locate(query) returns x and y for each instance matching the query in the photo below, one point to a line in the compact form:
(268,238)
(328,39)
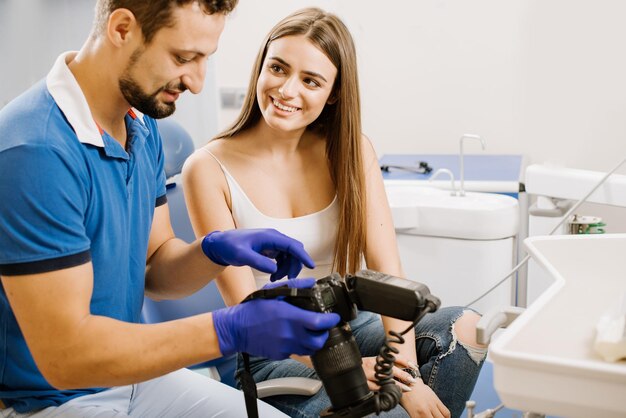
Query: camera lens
(338,365)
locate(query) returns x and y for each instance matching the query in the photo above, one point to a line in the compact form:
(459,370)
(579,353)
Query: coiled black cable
(389,394)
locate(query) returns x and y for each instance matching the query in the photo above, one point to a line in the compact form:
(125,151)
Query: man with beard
(85,232)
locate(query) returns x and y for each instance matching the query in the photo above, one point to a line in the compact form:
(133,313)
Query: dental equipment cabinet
(459,245)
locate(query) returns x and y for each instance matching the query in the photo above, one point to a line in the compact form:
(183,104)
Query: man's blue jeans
(447,366)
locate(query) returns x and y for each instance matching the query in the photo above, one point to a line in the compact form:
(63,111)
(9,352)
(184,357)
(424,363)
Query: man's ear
(122,27)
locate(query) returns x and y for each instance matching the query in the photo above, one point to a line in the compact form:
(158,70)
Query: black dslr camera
(338,363)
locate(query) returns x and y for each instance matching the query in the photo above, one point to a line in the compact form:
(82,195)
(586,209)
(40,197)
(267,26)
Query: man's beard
(146,103)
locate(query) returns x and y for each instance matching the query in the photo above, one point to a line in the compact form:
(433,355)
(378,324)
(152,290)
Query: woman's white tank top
(317,231)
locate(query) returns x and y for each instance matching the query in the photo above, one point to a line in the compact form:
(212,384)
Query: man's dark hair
(153,15)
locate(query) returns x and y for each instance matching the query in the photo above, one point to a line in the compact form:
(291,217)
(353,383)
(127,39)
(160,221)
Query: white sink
(429,211)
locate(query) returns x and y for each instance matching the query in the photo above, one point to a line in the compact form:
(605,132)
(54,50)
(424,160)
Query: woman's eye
(276,68)
(311,83)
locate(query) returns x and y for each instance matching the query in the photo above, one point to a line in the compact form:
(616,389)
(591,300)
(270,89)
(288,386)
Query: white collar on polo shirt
(66,92)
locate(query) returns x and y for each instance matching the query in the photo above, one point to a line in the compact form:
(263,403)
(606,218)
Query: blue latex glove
(256,248)
(272,328)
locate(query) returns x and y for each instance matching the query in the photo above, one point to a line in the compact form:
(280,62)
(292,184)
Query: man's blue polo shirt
(70,194)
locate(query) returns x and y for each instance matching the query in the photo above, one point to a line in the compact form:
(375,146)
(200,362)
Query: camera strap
(248,385)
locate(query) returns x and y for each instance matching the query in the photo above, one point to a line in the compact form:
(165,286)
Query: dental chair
(177,146)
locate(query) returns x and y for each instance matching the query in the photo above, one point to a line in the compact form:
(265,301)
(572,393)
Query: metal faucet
(449,173)
(462,169)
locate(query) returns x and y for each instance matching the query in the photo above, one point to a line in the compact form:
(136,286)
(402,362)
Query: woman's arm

******

Goal of the exercise:
Give back an exact reproduction of the entries, with all pictures excluded.

Expected answer:
locate(query) returns x and y for each instance matching the query in the photo below, one point to a line in the compact form:
(268,238)
(328,39)
Query: camera lens
(338,365)
locate(query) returns x and y for each instance matching the query in the photo above, one point to a line in the compact form:
(459,370)
(579,353)
Query: coiled black cable
(389,394)
locate(query) returns x and y for each instance matching the query in the photo above, one point to a line in the compact form:
(125,151)
Query: man with beard
(85,232)
locate(query) returns x and y for each instance matching the query in the photo above, one point to a line in the compact form:
(133,313)
Query: dental equipment cabinet
(459,245)
locate(query) returns x and y for each instance matching the query in the photo above, one point to a line in the compact form:
(183,104)
Query: man's blue jeans
(447,366)
locate(query) returns x and y for each instance matching the query in the photo above, one point to a line in the compact form:
(63,111)
(9,352)
(184,357)
(424,363)
Query: man's ear
(122,27)
locate(query) returns x and y for each instance matching the query in the photo above, one point to a line in the compact form:
(158,70)
Query: black dslr camera
(338,363)
locate(query) returns x and y for each instance matching the query in the photo above, one point to a line in the compact form:
(82,195)
(586,209)
(40,197)
(267,26)
Query: man's beard
(146,103)
locate(query) returns x and y for each instance matching the query in the photo above, one point to a line in the compact form:
(433,355)
(378,324)
(152,290)
Query: woman's white tank top
(317,231)
locate(query) returns x and y for each instance matching the query in the photo above, one point to a line in the compact form:
(212,384)
Query: man's dark hair
(153,15)
locate(query) returns x and y for each instance matching the query in the photo above, one point to a line in the compact form:
(291,217)
(353,383)
(127,39)
(160,221)
Query: white sink
(429,211)
locate(query) returns x and y for each instance matching the query in the photo above, one point to a line in the compact form:
(605,132)
(54,50)
(424,160)
Query: woman's eye
(276,68)
(311,83)
locate(query) returns x and y for each instance matching the query in the photo above, one point to a line in the compact form:
(616,389)
(591,300)
(270,89)
(288,386)
Query: white collar on polo shirt
(66,92)
locate(query) returns x and y for each instance matching the query in the photo above, one point to a line in the compact form:
(263,403)
(606,218)
Query: blue latex glove
(256,248)
(272,328)
locate(query) returns x and y for each instance matching the query in the photo above, one point to a line in the compact form:
(280,62)
(292,184)
Query: man's blue polo shirt
(70,194)
locate(query) returns x and y for each instance matching the query in the photo above, one point to a line in the compact form:
(375,146)
(200,362)
Query: camera strap
(248,385)
locate(query) returns x and y for each instance matching the query in the photo above, one point to a line in the compact form:
(165,286)
Query: dental chair
(177,146)
locate(query) returns x and y for each instance matching the query in the photo above, one point to a line in the compact form:
(265,301)
(572,393)
Query: metal faucet
(449,173)
(462,169)
locate(query) returns x and y for each instance matching the query in the photo above, one point to a line in the compact form:
(136,286)
(402,362)
Query: woman's arm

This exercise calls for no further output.